● **Exercise**
All of the data that follows should be output again without any alteration.

======== Input data

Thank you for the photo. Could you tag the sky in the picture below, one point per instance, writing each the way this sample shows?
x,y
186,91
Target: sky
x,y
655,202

================

● **Result for this task**
Thank you for the photo. Could you tag the sky in the picture below, one point per instance, writing each the way this sample shows?
x,y
186,91
Target: sky
x,y
655,202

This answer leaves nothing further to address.